## [Problem statement]
Copy from the first line below down to and including the line with "wing in the photo above.". Skip the pictures.

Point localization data

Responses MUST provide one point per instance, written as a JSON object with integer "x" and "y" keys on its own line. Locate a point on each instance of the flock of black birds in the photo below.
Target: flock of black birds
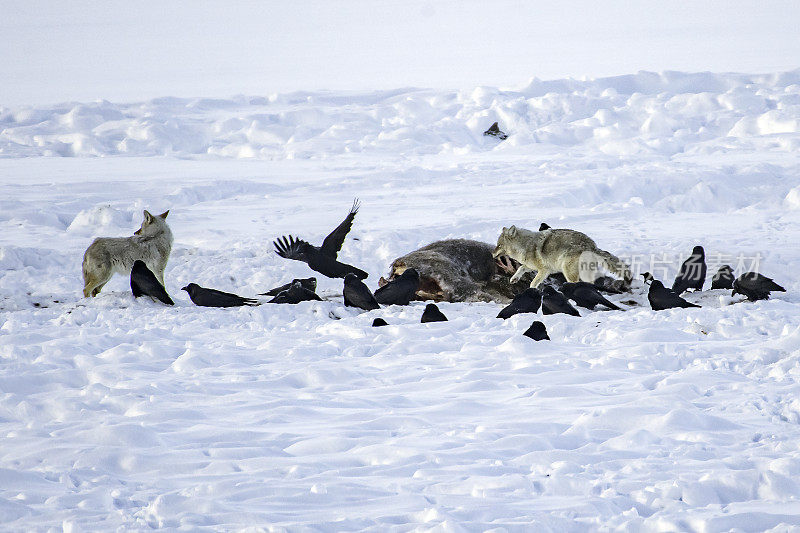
{"x": 553, "y": 298}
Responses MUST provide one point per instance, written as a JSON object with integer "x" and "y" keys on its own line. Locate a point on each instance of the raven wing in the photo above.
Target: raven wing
{"x": 229, "y": 299}
{"x": 291, "y": 248}
{"x": 333, "y": 242}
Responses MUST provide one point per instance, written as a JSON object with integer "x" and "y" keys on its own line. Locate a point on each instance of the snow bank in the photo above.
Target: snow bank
{"x": 118, "y": 413}
{"x": 646, "y": 113}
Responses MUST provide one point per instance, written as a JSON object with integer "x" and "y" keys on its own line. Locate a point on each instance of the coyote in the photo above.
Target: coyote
{"x": 558, "y": 250}
{"x": 151, "y": 243}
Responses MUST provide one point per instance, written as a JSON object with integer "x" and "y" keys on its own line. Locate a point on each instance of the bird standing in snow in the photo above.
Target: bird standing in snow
{"x": 528, "y": 301}
{"x": 692, "y": 274}
{"x": 537, "y": 332}
{"x": 554, "y": 302}
{"x": 145, "y": 283}
{"x": 356, "y": 294}
{"x": 401, "y": 290}
{"x": 755, "y": 286}
{"x": 723, "y": 279}
{"x": 213, "y": 298}
{"x": 586, "y": 295}
{"x": 661, "y": 298}
{"x": 432, "y": 314}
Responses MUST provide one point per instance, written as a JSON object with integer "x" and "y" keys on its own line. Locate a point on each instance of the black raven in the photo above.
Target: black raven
{"x": 356, "y": 294}
{"x": 295, "y": 294}
{"x": 432, "y": 314}
{"x": 322, "y": 259}
{"x": 528, "y": 301}
{"x": 554, "y": 302}
{"x": 662, "y": 298}
{"x": 692, "y": 274}
{"x": 399, "y": 291}
{"x": 214, "y": 298}
{"x": 586, "y": 295}
{"x": 610, "y": 285}
{"x": 308, "y": 283}
{"x": 537, "y": 332}
{"x": 723, "y": 279}
{"x": 494, "y": 131}
{"x": 145, "y": 283}
{"x": 755, "y": 286}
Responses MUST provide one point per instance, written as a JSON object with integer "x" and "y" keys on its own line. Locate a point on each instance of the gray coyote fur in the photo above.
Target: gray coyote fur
{"x": 151, "y": 243}
{"x": 457, "y": 270}
{"x": 558, "y": 250}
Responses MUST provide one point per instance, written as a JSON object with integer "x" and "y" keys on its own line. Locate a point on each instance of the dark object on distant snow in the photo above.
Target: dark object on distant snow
{"x": 555, "y": 280}
{"x": 308, "y": 283}
{"x": 145, "y": 283}
{"x": 586, "y": 295}
{"x": 322, "y": 259}
{"x": 692, "y": 274}
{"x": 295, "y": 294}
{"x": 214, "y": 298}
{"x": 356, "y": 294}
{"x": 723, "y": 279}
{"x": 494, "y": 131}
{"x": 399, "y": 291}
{"x": 755, "y": 286}
{"x": 432, "y": 314}
{"x": 537, "y": 332}
{"x": 610, "y": 285}
{"x": 459, "y": 270}
{"x": 554, "y": 302}
{"x": 661, "y": 298}
{"x": 527, "y": 301}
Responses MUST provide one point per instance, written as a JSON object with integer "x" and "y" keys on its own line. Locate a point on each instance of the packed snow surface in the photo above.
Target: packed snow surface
{"x": 118, "y": 413}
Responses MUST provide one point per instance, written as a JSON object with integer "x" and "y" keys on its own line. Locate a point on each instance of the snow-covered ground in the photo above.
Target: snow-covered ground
{"x": 118, "y": 413}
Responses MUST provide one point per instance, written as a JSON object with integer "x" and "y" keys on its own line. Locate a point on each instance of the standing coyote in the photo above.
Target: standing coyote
{"x": 558, "y": 250}
{"x": 151, "y": 243}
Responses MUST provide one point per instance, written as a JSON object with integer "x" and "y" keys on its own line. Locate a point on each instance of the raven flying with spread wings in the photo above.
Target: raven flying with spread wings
{"x": 322, "y": 259}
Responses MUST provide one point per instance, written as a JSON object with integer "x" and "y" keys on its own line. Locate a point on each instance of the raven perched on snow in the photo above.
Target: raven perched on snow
{"x": 528, "y": 301}
{"x": 693, "y": 272}
{"x": 755, "y": 286}
{"x": 494, "y": 131}
{"x": 401, "y": 290}
{"x": 213, "y": 298}
{"x": 356, "y": 294}
{"x": 295, "y": 294}
{"x": 723, "y": 279}
{"x": 432, "y": 314}
{"x": 145, "y": 283}
{"x": 586, "y": 295}
{"x": 322, "y": 259}
{"x": 308, "y": 283}
{"x": 662, "y": 298}
{"x": 537, "y": 332}
{"x": 554, "y": 302}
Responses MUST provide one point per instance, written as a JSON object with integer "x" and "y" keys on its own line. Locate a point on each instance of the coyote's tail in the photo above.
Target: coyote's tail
{"x": 612, "y": 263}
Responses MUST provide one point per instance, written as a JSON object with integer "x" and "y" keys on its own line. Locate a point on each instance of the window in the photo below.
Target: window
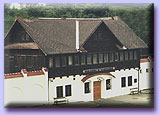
{"x": 147, "y": 70}
{"x": 100, "y": 35}
{"x": 64, "y": 61}
{"x": 59, "y": 91}
{"x": 135, "y": 55}
{"x": 76, "y": 60}
{"x": 126, "y": 55}
{"x": 68, "y": 90}
{"x": 89, "y": 59}
{"x": 123, "y": 82}
{"x": 130, "y": 81}
{"x": 105, "y": 58}
{"x": 50, "y": 62}
{"x": 108, "y": 84}
{"x": 135, "y": 80}
{"x": 140, "y": 70}
{"x": 95, "y": 36}
{"x": 27, "y": 37}
{"x": 86, "y": 87}
{"x": 83, "y": 60}
{"x": 111, "y": 57}
{"x": 95, "y": 59}
{"x": 121, "y": 56}
{"x": 131, "y": 55}
{"x": 100, "y": 58}
{"x": 116, "y": 56}
{"x": 57, "y": 61}
{"x": 70, "y": 60}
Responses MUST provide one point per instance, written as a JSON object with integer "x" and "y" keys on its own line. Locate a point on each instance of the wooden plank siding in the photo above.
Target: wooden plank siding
{"x": 89, "y": 68}
{"x": 15, "y": 60}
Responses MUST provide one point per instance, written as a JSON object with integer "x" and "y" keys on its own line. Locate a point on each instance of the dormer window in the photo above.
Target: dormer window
{"x": 100, "y": 35}
{"x": 27, "y": 37}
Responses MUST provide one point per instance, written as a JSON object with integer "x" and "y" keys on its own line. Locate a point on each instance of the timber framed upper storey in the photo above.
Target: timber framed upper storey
{"x": 71, "y": 46}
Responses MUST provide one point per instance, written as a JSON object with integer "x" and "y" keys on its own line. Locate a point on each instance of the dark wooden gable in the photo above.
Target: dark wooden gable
{"x": 17, "y": 34}
{"x": 102, "y": 39}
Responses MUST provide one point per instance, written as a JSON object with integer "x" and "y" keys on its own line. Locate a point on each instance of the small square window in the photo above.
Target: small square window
{"x": 86, "y": 87}
{"x": 50, "y": 62}
{"x": 130, "y": 81}
{"x": 108, "y": 84}
{"x": 89, "y": 59}
{"x": 59, "y": 91}
{"x": 64, "y": 61}
{"x": 68, "y": 90}
{"x": 116, "y": 56}
{"x": 140, "y": 71}
{"x": 83, "y": 60}
{"x": 76, "y": 60}
{"x": 147, "y": 70}
{"x": 100, "y": 56}
{"x": 95, "y": 59}
{"x": 135, "y": 80}
{"x": 70, "y": 60}
{"x": 123, "y": 82}
{"x": 105, "y": 58}
{"x": 57, "y": 61}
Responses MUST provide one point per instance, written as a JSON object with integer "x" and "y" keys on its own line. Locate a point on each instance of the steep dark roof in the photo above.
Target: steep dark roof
{"x": 55, "y": 36}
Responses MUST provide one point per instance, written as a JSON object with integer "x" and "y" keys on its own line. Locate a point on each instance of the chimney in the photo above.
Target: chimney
{"x": 77, "y": 35}
{"x": 63, "y": 17}
{"x": 115, "y": 17}
{"x": 17, "y": 16}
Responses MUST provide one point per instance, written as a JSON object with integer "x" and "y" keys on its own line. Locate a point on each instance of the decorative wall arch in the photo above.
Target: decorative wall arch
{"x": 93, "y": 75}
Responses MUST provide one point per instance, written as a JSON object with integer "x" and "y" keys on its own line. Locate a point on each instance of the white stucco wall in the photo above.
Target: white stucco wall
{"x": 34, "y": 89}
{"x": 77, "y": 85}
{"x": 30, "y": 90}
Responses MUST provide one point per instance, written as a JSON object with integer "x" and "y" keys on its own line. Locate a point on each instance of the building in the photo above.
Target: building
{"x": 87, "y": 59}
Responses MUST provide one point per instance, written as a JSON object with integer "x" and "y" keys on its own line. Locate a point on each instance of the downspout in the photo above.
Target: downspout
{"x": 77, "y": 35}
{"x": 138, "y": 80}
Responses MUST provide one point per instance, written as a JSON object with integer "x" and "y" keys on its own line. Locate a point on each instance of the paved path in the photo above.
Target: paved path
{"x": 129, "y": 101}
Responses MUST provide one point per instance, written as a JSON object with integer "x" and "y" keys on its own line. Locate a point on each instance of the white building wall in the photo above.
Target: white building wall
{"x": 30, "y": 90}
{"x": 146, "y": 78}
{"x": 34, "y": 89}
{"x": 77, "y": 85}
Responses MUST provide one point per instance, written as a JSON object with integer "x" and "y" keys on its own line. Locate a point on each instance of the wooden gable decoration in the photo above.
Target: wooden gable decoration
{"x": 102, "y": 39}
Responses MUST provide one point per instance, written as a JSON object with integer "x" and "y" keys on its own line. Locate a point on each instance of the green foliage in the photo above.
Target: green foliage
{"x": 140, "y": 20}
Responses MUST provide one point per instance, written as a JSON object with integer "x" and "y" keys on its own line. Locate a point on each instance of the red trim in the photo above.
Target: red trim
{"x": 45, "y": 69}
{"x": 24, "y": 71}
{"x": 93, "y": 75}
{"x": 15, "y": 75}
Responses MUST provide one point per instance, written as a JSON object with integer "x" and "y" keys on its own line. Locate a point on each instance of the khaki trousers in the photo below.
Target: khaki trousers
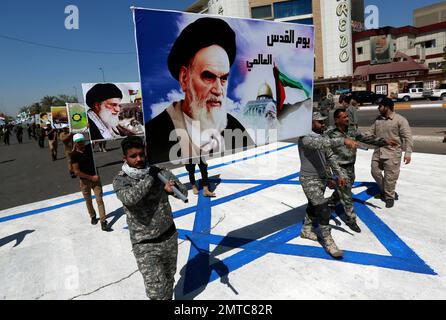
{"x": 86, "y": 187}
{"x": 67, "y": 153}
{"x": 52, "y": 144}
{"x": 391, "y": 168}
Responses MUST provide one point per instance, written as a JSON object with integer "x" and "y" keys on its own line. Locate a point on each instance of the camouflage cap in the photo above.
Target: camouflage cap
{"x": 318, "y": 116}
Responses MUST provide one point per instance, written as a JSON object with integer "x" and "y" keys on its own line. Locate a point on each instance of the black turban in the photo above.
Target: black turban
{"x": 200, "y": 34}
{"x": 101, "y": 92}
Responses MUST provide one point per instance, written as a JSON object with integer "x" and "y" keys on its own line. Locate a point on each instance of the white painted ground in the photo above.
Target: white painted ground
{"x": 63, "y": 256}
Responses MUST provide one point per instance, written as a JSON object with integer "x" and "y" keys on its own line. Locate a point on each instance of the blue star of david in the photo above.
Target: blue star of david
{"x": 202, "y": 268}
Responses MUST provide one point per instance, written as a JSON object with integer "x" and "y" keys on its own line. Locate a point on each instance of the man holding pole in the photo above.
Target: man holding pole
{"x": 83, "y": 166}
{"x": 149, "y": 216}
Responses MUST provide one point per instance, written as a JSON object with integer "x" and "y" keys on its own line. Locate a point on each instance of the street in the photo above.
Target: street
{"x": 243, "y": 244}
{"x": 27, "y": 173}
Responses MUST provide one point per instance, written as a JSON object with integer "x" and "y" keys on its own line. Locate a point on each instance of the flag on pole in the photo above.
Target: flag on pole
{"x": 282, "y": 81}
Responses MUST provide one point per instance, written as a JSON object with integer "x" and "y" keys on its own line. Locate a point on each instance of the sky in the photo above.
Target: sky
{"x": 105, "y": 39}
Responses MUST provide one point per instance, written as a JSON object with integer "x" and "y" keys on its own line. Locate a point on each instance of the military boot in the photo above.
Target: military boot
{"x": 351, "y": 223}
{"x": 207, "y": 192}
{"x": 328, "y": 242}
{"x": 104, "y": 226}
{"x": 307, "y": 231}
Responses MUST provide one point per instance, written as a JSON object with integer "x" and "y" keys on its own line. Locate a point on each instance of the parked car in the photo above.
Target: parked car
{"x": 413, "y": 93}
{"x": 433, "y": 94}
{"x": 367, "y": 97}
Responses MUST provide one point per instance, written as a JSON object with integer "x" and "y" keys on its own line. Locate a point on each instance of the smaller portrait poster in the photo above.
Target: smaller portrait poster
{"x": 59, "y": 117}
{"x": 77, "y": 118}
{"x": 114, "y": 110}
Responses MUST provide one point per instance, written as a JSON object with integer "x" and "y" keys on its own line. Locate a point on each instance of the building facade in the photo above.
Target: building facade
{"x": 389, "y": 60}
{"x": 428, "y": 15}
{"x": 334, "y": 22}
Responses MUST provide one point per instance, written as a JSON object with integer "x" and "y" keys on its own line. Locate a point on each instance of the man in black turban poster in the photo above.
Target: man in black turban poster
{"x": 104, "y": 101}
{"x": 200, "y": 60}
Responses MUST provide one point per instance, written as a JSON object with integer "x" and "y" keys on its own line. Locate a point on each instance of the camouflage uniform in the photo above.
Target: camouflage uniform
{"x": 346, "y": 159}
{"x": 315, "y": 152}
{"x": 152, "y": 230}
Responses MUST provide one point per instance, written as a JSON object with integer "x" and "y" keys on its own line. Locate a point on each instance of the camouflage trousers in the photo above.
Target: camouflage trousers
{"x": 344, "y": 195}
{"x": 314, "y": 189}
{"x": 157, "y": 263}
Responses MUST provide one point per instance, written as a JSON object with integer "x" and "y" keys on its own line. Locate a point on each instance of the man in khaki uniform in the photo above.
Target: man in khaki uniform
{"x": 390, "y": 125}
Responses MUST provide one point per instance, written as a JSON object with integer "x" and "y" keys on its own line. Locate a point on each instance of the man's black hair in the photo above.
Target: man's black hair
{"x": 131, "y": 142}
{"x": 338, "y": 112}
{"x": 347, "y": 99}
{"x": 386, "y": 102}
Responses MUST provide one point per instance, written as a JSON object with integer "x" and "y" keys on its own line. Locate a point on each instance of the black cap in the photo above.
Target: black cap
{"x": 200, "y": 34}
{"x": 386, "y": 102}
{"x": 101, "y": 92}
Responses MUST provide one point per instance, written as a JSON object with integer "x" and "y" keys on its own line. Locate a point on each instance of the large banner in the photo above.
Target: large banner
{"x": 59, "y": 117}
{"x": 383, "y": 49}
{"x": 78, "y": 122}
{"x": 213, "y": 84}
{"x": 114, "y": 110}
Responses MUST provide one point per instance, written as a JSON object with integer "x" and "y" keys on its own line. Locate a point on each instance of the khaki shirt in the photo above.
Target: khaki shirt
{"x": 394, "y": 127}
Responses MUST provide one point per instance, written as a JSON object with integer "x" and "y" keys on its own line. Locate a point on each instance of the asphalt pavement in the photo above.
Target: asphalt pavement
{"x": 27, "y": 173}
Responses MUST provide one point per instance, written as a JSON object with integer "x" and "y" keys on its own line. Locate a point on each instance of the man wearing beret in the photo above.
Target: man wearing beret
{"x": 103, "y": 117}
{"x": 200, "y": 59}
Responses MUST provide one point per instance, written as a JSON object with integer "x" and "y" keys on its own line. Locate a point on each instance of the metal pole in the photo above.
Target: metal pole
{"x": 75, "y": 92}
{"x": 103, "y": 75}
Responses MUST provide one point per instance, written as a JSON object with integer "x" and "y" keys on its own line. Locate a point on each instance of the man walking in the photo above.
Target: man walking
{"x": 346, "y": 159}
{"x": 83, "y": 166}
{"x": 52, "y": 142}
{"x": 149, "y": 216}
{"x": 315, "y": 153}
{"x": 19, "y": 134}
{"x": 390, "y": 125}
{"x": 190, "y": 167}
{"x": 40, "y": 132}
{"x": 67, "y": 139}
{"x": 350, "y": 106}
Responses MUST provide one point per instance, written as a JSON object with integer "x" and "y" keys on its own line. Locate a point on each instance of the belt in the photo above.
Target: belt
{"x": 347, "y": 164}
{"x": 163, "y": 237}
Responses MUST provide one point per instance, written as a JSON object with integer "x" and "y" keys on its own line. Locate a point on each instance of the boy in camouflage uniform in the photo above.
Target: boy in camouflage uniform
{"x": 346, "y": 159}
{"x": 149, "y": 216}
{"x": 315, "y": 152}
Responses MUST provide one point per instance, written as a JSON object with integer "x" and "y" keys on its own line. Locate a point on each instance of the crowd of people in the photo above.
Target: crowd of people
{"x": 328, "y": 157}
{"x": 328, "y": 160}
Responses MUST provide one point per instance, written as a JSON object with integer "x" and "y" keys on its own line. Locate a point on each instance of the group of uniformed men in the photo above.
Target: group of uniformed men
{"x": 328, "y": 159}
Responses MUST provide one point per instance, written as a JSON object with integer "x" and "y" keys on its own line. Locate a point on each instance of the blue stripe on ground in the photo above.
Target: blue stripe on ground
{"x": 46, "y": 209}
{"x": 69, "y": 203}
{"x": 237, "y": 195}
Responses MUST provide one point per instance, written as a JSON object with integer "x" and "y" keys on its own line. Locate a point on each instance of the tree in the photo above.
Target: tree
{"x": 47, "y": 102}
{"x": 35, "y": 108}
{"x": 444, "y": 63}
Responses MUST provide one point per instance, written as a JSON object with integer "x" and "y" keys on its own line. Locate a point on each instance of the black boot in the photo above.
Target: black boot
{"x": 390, "y": 203}
{"x": 353, "y": 225}
{"x": 104, "y": 226}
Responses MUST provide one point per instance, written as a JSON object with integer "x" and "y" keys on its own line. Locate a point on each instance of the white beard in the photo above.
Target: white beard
{"x": 110, "y": 120}
{"x": 215, "y": 119}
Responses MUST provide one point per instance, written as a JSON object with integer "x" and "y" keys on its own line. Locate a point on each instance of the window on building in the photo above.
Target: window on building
{"x": 263, "y": 12}
{"x": 292, "y": 8}
{"x": 308, "y": 21}
{"x": 381, "y": 89}
{"x": 429, "y": 84}
{"x": 430, "y": 44}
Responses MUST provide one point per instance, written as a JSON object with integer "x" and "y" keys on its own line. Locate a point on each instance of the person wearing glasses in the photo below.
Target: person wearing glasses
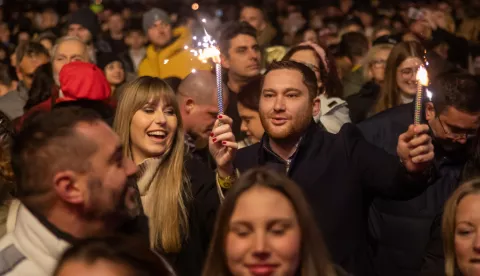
{"x": 361, "y": 103}
{"x": 400, "y": 84}
{"x": 401, "y": 230}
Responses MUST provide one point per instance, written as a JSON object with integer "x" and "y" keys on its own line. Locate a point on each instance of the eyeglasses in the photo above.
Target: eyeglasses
{"x": 408, "y": 73}
{"x": 378, "y": 63}
{"x": 469, "y": 134}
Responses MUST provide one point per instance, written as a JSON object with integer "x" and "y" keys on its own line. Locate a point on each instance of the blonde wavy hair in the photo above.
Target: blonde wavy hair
{"x": 449, "y": 222}
{"x": 170, "y": 188}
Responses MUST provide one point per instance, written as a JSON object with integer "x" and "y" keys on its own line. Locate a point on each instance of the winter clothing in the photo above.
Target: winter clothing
{"x": 105, "y": 59}
{"x": 13, "y": 102}
{"x": 91, "y": 85}
{"x": 362, "y": 103}
{"x": 333, "y": 114}
{"x": 400, "y": 230}
{"x": 173, "y": 60}
{"x": 30, "y": 247}
{"x": 201, "y": 212}
{"x": 341, "y": 173}
{"x": 152, "y": 16}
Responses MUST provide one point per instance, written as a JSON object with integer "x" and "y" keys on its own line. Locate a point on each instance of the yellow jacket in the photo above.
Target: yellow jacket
{"x": 173, "y": 60}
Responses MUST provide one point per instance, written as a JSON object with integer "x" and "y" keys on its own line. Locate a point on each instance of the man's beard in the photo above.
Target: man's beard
{"x": 97, "y": 208}
{"x": 296, "y": 127}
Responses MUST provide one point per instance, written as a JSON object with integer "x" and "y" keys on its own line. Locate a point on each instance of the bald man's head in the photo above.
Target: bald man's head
{"x": 197, "y": 98}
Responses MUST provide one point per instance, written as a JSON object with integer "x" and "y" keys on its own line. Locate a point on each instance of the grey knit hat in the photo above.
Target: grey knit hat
{"x": 153, "y": 15}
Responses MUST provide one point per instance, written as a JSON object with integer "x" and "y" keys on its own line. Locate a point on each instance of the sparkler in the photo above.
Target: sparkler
{"x": 208, "y": 50}
{"x": 422, "y": 80}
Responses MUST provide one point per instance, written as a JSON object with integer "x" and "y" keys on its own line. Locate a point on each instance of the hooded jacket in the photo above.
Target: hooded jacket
{"x": 339, "y": 175}
{"x": 400, "y": 231}
{"x": 173, "y": 60}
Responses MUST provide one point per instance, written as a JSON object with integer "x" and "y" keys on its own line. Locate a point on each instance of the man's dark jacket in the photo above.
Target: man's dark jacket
{"x": 339, "y": 175}
{"x": 401, "y": 230}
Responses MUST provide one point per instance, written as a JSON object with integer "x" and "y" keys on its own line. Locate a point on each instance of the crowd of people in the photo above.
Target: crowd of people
{"x": 116, "y": 157}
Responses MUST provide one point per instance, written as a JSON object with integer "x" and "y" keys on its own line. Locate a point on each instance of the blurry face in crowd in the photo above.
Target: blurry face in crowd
{"x": 308, "y": 58}
{"x": 285, "y": 105}
{"x": 264, "y": 235}
{"x": 377, "y": 65}
{"x": 202, "y": 117}
{"x": 103, "y": 188}
{"x": 4, "y": 33}
{"x": 160, "y": 34}
{"x": 152, "y": 130}
{"x": 421, "y": 29}
{"x": 251, "y": 124}
{"x": 452, "y": 126}
{"x": 135, "y": 40}
{"x": 310, "y": 35}
{"x": 116, "y": 23}
{"x": 27, "y": 68}
{"x": 476, "y": 65}
{"x": 114, "y": 73}
{"x": 254, "y": 17}
{"x": 80, "y": 32}
{"x": 467, "y": 235}
{"x": 67, "y": 52}
{"x": 47, "y": 44}
{"x": 98, "y": 268}
{"x": 381, "y": 33}
{"x": 23, "y": 37}
{"x": 406, "y": 76}
{"x": 243, "y": 56}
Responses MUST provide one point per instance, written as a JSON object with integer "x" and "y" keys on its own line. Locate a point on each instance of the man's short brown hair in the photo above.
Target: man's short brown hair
{"x": 30, "y": 49}
{"x": 48, "y": 143}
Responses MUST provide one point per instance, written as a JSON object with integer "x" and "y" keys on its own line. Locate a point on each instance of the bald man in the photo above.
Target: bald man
{"x": 197, "y": 98}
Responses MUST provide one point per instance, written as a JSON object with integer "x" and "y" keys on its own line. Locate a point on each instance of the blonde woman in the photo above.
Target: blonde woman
{"x": 362, "y": 103}
{"x": 460, "y": 229}
{"x": 178, "y": 193}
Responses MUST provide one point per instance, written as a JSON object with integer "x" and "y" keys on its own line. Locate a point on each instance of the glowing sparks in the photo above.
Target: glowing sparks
{"x": 429, "y": 94}
{"x": 422, "y": 76}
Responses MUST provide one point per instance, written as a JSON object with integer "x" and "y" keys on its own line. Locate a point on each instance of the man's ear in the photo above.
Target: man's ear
{"x": 316, "y": 106}
{"x": 429, "y": 111}
{"x": 67, "y": 186}
{"x": 224, "y": 61}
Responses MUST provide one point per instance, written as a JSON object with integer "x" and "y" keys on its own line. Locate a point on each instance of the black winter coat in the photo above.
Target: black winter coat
{"x": 362, "y": 103}
{"x": 202, "y": 212}
{"x": 401, "y": 230}
{"x": 339, "y": 175}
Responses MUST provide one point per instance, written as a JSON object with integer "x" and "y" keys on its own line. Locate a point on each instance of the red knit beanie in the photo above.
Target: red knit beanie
{"x": 81, "y": 80}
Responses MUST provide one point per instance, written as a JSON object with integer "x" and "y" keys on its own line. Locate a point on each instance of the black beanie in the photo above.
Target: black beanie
{"x": 103, "y": 59}
{"x": 87, "y": 19}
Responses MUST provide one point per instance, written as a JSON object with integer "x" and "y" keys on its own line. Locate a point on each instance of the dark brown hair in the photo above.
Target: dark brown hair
{"x": 130, "y": 252}
{"x": 309, "y": 77}
{"x": 47, "y": 143}
{"x": 332, "y": 86}
{"x": 315, "y": 259}
{"x": 390, "y": 95}
{"x": 249, "y": 95}
{"x": 232, "y": 30}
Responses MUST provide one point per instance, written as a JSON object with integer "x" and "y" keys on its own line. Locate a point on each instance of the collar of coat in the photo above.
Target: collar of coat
{"x": 266, "y": 154}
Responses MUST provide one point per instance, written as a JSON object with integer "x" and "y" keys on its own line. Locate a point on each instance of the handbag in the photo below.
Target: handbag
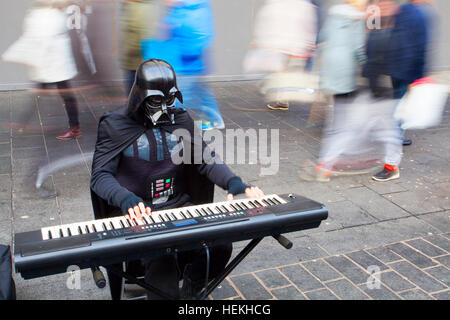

## [Problem solution]
Responses MUST provide one point per instance, written as a JSON object with integer "x" and "y" keys on its own line. Locate a point on each instance of the flock of black birds in the photo below.
Target: flock of black birds
{"x": 553, "y": 298}
Responses MUST provide one point per instance, written as a JSON object with integer "x" and "y" keys on its own line. Locate a point on each instance of the raven wing in the photo above.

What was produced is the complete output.